> _Exercise details_
Reproduce the news article below about a teachers' forum on testing, word for word and in full.

Educator Insights

At forum, teachers share testing woes and parents talk opt-out

P.S. 321 teacher Alex Messer described the perils of over-testing at a forum in Brooklyn.
P.S. 321 teacher Alex Messer described the perils of over-testing at a forum in Brooklyn.

Alex Messer, a fourth-grade teacher at P.S. 321 in Park Slope, couldn’t wait to read a city report a few years ago that promised to quantify his impact on students.

He had just led them in a rousing discussion of the British economic policies that provoked the Boston Massacre. He taught them to use “ubiquitous” and other “staggering genius” words, as he and his students call them. He knew he was a good teacher.

But when he opened the report, his heart sank: he was ranked in the 18th percentile. He called his mother that night for support. Later, he logged onto a job-search website.

“All I knew was that I had failed,” Messer recalled this week. “I was ‘18 percent.’”

As the state exams have become tougher, many critics have decried what they see as the tests’ spirit-crushing toll on children, even as officials and others argue that the assessments are needed to make sure students meet the higher standards. (Less than a third of city students passed the harder English and math exams this year.) But fewer teachers have publicly described the way testing can color the look and feel of their practice.

Messer and other members of a new group called Teachers Talk Testing aimed to fill that gap with a forum Tuesday evening at P.S. 321 where educators told their tales of a data-fueled drive for accountability that they say has run amok. The group, which grew out of a longtime parent committee at P.S. 321 focused on testing, formed this fall and now includes about 30 teachers from a handful of schools, mostly in high-performing District 15, according to Messer, who is also a union chapter leader.

> _Provided information_
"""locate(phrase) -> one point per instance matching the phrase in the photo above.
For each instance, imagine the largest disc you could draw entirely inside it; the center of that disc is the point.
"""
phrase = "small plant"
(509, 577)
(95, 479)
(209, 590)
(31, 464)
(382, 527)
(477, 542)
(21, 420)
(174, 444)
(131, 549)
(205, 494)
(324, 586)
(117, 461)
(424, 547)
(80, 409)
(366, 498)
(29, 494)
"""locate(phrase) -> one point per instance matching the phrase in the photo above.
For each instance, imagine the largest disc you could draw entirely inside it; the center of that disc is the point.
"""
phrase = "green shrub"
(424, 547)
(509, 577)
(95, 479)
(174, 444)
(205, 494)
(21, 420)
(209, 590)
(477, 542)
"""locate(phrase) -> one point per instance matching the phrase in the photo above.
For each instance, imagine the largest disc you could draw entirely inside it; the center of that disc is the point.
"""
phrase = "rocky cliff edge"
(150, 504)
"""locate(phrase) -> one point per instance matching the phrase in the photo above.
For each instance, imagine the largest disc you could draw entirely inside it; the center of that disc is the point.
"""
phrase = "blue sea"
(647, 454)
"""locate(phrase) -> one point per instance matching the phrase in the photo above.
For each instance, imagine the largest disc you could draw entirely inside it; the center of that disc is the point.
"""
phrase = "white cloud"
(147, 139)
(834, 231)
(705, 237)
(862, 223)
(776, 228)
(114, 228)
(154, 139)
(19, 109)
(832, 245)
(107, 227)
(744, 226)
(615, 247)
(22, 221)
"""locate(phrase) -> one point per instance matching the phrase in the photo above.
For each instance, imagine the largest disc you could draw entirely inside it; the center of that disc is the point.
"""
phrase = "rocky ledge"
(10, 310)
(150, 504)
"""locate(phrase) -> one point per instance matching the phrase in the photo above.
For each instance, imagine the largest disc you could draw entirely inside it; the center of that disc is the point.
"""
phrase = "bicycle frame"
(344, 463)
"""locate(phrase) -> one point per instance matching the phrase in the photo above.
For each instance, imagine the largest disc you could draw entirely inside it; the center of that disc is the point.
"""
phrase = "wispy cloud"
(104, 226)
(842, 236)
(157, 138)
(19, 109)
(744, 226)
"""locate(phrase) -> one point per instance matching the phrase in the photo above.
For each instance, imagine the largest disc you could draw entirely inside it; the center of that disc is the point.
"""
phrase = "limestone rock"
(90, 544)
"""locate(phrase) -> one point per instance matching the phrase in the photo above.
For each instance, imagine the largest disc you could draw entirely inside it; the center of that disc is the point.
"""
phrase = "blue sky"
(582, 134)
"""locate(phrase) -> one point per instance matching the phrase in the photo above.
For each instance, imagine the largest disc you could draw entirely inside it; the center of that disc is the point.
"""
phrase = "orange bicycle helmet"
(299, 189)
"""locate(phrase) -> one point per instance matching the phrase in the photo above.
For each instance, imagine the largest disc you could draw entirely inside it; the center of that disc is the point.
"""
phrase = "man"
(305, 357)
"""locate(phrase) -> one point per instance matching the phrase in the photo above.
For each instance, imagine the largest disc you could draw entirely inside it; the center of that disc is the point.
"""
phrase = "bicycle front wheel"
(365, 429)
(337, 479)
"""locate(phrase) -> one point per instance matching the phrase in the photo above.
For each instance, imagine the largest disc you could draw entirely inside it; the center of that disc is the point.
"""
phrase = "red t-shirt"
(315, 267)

> _Expected answer_
Educator Insights

At forum, teachers share testing woes and parents talk opt-out

P.S. 321 teacher Alex Messer described the perils of over-testing at a forum in Brooklyn.
P.S. 321 teacher Alex Messer described the perils of over-testing at a forum in Brooklyn.

Alex Messer, a fourth-grade teacher at P.S. 321 in Park Slope, couldn’t wait to read a city report a few years ago that promised to quantify his impact on students.

He had just led them in a rousing discussion of the British economic policies that provoked the Boston Massacre. He taught them to use “ubiquitous” and other “staggering genius” words, as he and his students call them. He knew he was a good teacher.

But when he opened the report, his heart sank: he was ranked in the 18th percentile. He called his mother that night for support. Later, he logged onto a job-search website.

“All I knew was that I had failed,” Messer recalled this week. “I was ‘18 percent.’”

As the state exams have become tougher, many critics have decried what they see as the tests’ spirit-crushing toll on children, even as officials and others argue that the assessments are needed to make sure students meet the higher standards. (Less than a third of city students passed the harder English and math exams this year.) But fewer teachers have publicly described the way testing can color the look and feel of their practice.

Messer and other members of a new group called Teachers Talk Testing aimed to fill that gap with a forum Tuesday evening at P.S. 321 where educators told their tales of a data-fueled drive for accountability that they say has run amok. The group, which grew out of a longtime parent committee at P.S. 321 focused on testing, formed this fall and now includes about 30 teachers from a handful of schools, mostly in high-performing District 15, according to Messer, who is also a union chapter leader.